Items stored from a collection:
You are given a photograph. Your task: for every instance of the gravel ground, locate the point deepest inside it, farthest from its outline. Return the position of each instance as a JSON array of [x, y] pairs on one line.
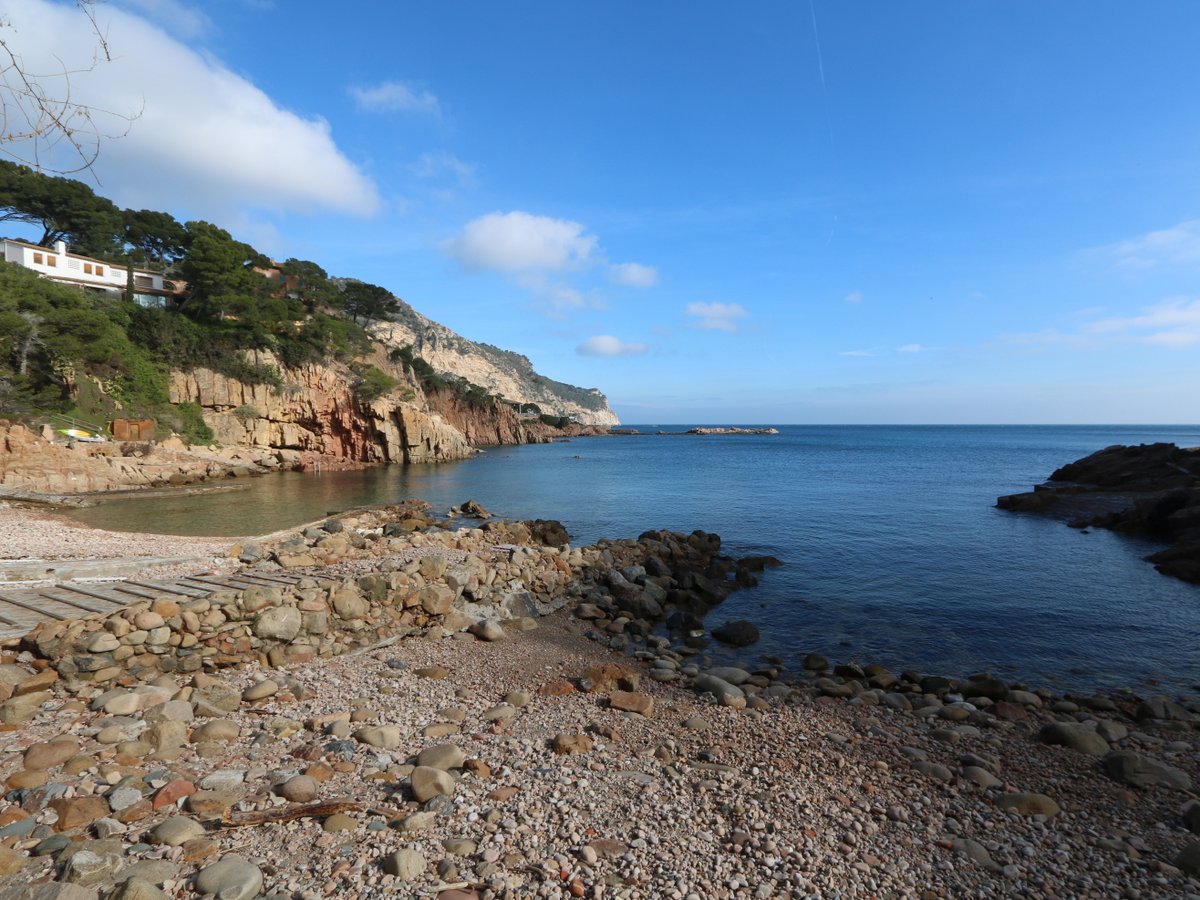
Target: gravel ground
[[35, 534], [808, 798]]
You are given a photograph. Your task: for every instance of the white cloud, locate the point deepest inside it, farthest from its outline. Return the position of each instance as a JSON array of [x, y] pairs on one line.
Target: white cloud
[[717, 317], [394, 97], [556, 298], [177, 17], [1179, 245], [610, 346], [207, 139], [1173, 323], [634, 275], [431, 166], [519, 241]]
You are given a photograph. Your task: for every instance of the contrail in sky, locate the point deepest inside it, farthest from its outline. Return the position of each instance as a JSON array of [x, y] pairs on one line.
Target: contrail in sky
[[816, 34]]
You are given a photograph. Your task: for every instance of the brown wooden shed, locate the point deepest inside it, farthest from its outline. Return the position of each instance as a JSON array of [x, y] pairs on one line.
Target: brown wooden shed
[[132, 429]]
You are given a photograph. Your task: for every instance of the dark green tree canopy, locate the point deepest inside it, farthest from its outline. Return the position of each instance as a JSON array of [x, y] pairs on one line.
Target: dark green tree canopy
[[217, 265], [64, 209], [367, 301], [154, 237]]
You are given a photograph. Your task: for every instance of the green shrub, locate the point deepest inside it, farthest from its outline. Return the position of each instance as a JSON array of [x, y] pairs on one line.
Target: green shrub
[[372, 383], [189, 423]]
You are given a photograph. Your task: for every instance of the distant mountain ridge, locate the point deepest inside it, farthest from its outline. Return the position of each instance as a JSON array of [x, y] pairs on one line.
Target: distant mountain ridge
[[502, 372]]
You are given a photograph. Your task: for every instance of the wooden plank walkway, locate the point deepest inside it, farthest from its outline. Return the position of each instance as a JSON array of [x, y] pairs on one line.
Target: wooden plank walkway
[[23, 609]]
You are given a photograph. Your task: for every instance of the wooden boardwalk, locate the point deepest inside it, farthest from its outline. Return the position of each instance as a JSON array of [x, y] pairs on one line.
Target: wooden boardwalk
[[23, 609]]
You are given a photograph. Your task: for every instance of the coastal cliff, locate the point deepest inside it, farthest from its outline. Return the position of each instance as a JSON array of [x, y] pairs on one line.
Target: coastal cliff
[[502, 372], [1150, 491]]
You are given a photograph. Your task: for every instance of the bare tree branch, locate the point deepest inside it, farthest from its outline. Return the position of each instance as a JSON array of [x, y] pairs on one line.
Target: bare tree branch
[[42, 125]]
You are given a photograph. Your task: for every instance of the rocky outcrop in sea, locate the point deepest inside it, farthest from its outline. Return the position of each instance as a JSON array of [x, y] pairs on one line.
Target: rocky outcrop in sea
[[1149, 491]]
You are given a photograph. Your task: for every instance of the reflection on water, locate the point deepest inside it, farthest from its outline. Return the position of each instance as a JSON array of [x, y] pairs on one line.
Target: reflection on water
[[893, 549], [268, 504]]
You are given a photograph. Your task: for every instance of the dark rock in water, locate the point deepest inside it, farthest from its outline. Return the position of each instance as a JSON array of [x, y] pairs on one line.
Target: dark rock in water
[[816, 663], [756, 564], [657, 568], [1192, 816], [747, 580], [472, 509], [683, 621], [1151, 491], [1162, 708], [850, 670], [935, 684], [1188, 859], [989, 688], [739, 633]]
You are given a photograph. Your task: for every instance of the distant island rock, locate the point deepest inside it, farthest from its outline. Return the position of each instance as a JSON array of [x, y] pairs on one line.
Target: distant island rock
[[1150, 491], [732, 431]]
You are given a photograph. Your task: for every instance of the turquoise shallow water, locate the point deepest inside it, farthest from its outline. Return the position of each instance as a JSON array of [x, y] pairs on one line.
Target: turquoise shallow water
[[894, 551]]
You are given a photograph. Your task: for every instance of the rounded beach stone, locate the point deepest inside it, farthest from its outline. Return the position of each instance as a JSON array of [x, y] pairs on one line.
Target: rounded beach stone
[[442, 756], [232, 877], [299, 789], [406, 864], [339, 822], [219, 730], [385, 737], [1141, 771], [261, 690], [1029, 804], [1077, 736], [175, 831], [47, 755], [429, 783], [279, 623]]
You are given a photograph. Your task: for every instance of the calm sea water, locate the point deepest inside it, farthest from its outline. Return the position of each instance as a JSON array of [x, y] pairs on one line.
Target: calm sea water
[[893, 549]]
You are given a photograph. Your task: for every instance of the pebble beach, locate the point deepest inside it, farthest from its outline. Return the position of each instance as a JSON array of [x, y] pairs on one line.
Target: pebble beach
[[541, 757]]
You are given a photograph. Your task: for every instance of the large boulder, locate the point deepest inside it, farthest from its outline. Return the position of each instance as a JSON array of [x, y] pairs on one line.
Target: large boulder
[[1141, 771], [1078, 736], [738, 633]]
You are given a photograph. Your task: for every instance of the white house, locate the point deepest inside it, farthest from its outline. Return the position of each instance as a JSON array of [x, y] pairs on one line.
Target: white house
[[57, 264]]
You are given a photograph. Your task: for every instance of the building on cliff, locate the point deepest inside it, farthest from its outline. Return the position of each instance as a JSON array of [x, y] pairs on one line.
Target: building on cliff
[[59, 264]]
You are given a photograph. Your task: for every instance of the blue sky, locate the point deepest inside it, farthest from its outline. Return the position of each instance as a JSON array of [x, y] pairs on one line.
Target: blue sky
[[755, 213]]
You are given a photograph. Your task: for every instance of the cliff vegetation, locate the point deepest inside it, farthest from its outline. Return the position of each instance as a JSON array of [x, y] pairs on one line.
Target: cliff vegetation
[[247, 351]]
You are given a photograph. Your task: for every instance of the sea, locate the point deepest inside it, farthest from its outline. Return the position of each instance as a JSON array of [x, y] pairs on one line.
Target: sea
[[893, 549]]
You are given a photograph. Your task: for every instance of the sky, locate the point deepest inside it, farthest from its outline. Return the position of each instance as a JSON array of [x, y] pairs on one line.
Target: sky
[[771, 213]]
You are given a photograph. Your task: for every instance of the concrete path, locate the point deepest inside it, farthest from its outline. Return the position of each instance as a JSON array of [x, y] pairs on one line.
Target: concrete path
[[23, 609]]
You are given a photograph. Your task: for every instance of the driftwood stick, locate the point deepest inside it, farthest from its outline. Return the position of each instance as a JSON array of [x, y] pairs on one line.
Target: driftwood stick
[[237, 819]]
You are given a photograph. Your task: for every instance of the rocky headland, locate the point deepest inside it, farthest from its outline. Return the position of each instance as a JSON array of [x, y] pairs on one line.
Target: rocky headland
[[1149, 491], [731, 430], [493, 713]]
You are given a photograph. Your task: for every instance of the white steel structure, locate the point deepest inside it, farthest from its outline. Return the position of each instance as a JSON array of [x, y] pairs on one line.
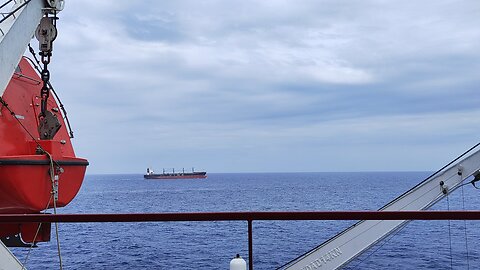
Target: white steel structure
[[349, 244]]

▸ Task details:
Extract all of the items above word for word, and leave the pictures out of your answer.

▸ Final answer:
You are given a photograph. Your task: for every instance of the gravel ground, locate the point deepest inside it, farthest from its outline. Return the position of each instance as a JSON array of [x, y] pairs on one line.
Target: gravel ground
[[35, 534], [808, 798]]
You are given a photograph. Your task: for every instance of the white cloud, locate the point deepest inside it, farthest from its outline. Return the position of each instance as a JSON array of [x, y] pairs on one line.
Target: white cloud
[[717, 317], [394, 97], [556, 298], [177, 17], [1179, 245], [610, 346], [207, 139], [1173, 323], [634, 275], [431, 166], [519, 241]]
You are given a photograph. Your task: for every instance of the contrail in sky, locate the point deepest inside it, farthest from its outline. Return the position of each instance as a JSON array of [x, y] pairs on one line.
Target: contrail in sky
[[816, 34]]
You are given a photograph. Your task: for every instance of the brown wooden shed, locate the point deepest inside it, farthest from its outline. Return the position of each instance as a JSON array of [x, y] pairs on one line.
Target: brown wooden shed
[[132, 429]]
You are given a photograph. Your task: for every instance of the dark green tree canopy, locate the point deepest inside it, farthest from its outline. Return the position of each instance as a JSON array of [x, y] pairs on one line.
Target: dark green tree canopy
[[217, 265], [64, 209], [367, 301], [154, 237]]
You are given a photograph. Your task: for every instance of the green shrub, locate the point deepest inside it, farthest from its outline. Return the position of each instance as a JSON array of [x, y] pairs on one line.
Target: green shrub
[[372, 383], [189, 423]]
You are given a photograph. Your task: for every instance of the distant mountain ridge, locate the point deepest inside it, farthest from its outline. Return the position of each instance as a JSON array of [x, y] pairs on one line.
Target: distant mountain ridge
[[502, 372]]
You are given a photograph. Your task: for every instance of the wooden plank walkway, locate the point deepest inside it, farthest from its outline. Return the position of each instance as a JSON array of [x, y] pairs on one line.
Target: wooden plank walkway
[[23, 609]]
You are given a photograph. Your task: for every instance of the wooden boardwalk, locate the point deepest inside it, farthest from its outline. Return the position of each instance as a JSON array of [x, y] pairs on one line.
Target: wooden boardwalk
[[23, 609]]
You are given a photograph. Your task: for every instance of the coastal cliff, locate the point deepest inside it, farthest from its outline. Return the position of each instance as a JSON array of [x, y] pairs on one line.
Target: coastal cliff
[[502, 372], [1150, 491]]
You are given a photograph. Your task: for every instance of the bare tree branch, locate the point deepest inside it, farthest from its outline. Return the position of each instance as a JSON array of [x, y] pairs on one line.
Target: bare tree branch
[[42, 125]]
You are given a photograph. Your task: for every instance of the rocky outcrop in sea, locate the point deepest inside it, farthest from its outline. Return the position of each instance as a JSON array of [x, y] pairs on one line.
Target: rocky outcrop in sea
[[1149, 491]]
You are given a photograph. Your task: for every instance of the reflection on water, locate the point deepest inside it, farthest from its outline. Return the position of each instance as a JSON array of [x, y] pairs on one line.
Target: reflection on water
[[893, 549], [268, 504]]
You are given a photograph. Your task: for every instance of the dark rock in water, locate the point deepest inside it, farthest from its outline. Return the position of each instance as a JSON array of [x, y] pairs on one line.
Target: dark rock in water
[[816, 663], [756, 564], [657, 568], [1192, 816], [747, 580], [472, 509], [683, 621], [1151, 491], [1162, 708], [850, 670], [935, 684], [1188, 859], [989, 688], [739, 633]]
You are given a photograph. Your task: for every instance of the distant island rock, locate the point deepest inside it, farthest from its outline. Return the position of each instance as a JSON array of [x, y] pairs on one line.
Target: distant island rock
[[1150, 491], [732, 431]]
You are given a photograph. Your task: for every instance of the turquoise shallow water, locate the point deepest inside it, farthest from its outline. Return the position of each instance as a JSON array of [x, y] pairs on one line.
Target: turquoise shallow water
[[894, 551]]
You are given a photograph. Your task: for every instance of the rounded beach stone, locate the point deepest inside it, farthest from its outline. Return the position of each instance as a JSON array of [x, y] pairs on one line.
Target: rounded beach stone
[[442, 756], [232, 877], [299, 789], [406, 864], [339, 822], [219, 730], [385, 737], [1141, 771], [261, 690], [1029, 804], [1077, 736], [175, 831], [47, 755], [429, 783], [279, 623]]
You are given a photograph. Your task: for every instance of the calm sea water, locate the point deepest inside it, farthest from its outline. Return the position of each instance as a JSON array of [x, y] pairs on one line.
Target: calm sea water
[[893, 549]]
You are given a photograph. Your task: for every instance of the pebble beach, locate the point deepest inside it, farthest from its outline. Return the position of each instance as a JSON array of [x, y] pairs on one line.
Target: pebble beach
[[541, 757]]
You are given a photograph. Your task: for every instance of the large boulder, locate the point deepest inside it, farthest from its outline. Return the position of each instance as a JSON array of [x, y] pairs on one line.
Target: large boulder
[[1141, 771], [1078, 736], [738, 633]]
You are given a photograph. Your task: for every instance of the white house, locate the point deepest inside it, farthest from its outline. Return the position of each instance as a JSON array of [x, y] pairs on one line.
Target: white house
[[57, 264]]
You are given a photograph. Your task: for every instance of the building on cliff, locate the point deepest inside it, farthest from its outline. Return the position of each instance as a JSON array of [x, y] pairs on one line.
Target: building on cliff
[[59, 264]]
You are given a photograph. Your task: for every instance of the blue sky, locate the point deepest inside it, farthest from its outline. Return the position of each instance as a JSON array of [x, y] pairs on one line.
Target: blue sky
[[755, 213]]
You are given a photograph. Your task: for every instance of the cliff vegetation, locate the point deepest inside it, farthest from its outline. Return the position of each instance as a JSON array of [x, y] pairs on one line.
Target: cliff vegetation
[[247, 351]]
You are given a photograph. Your task: for every instance of the sea, locate the point deepest inside it, farthest from its outline. Return the position of each instance as a JSON array of [x, y] pairs on one line.
Target: sea
[[893, 549]]
You are given a photograph. Your task: for every instance of the sky, locate the point deepest inside it, farthest from its outline. Return the position of each instance as a JSON array of [x, y] pairs on one line.
Target: sky
[[771, 213]]
You are given a photograph. Your task: for every instance of the concrete path, locate the point deepest inside it, farthest from its outline. Return the position of each instance as a JSON array of [x, y] pairs on one line.
Target: concrete path
[[23, 609]]
You are given a photograph. Your task: for every instance of the driftwood stick, locate the point deepest inside it, farthest from its outline. Return the position of each instance as a JSON array of [x, y] pairs on one line.
Target: driftwood stick
[[237, 819]]
You are given a photograph. Your task: for every instance of the rocky headland, locate the point deepest inside it, farthest from its outline. Return the position of each instance as a JSON array of [x, y] pairs on one line.
Target: rocky headland
[[1149, 491], [731, 430], [493, 713]]
You are given a photograph. Your task: for every instance of the white steel structure, locate the point deepest inside it, farthest from its outline. Return the position of each instance as a JSON array of [x, y] pairs on one line.
Target: white steel structure
[[349, 244]]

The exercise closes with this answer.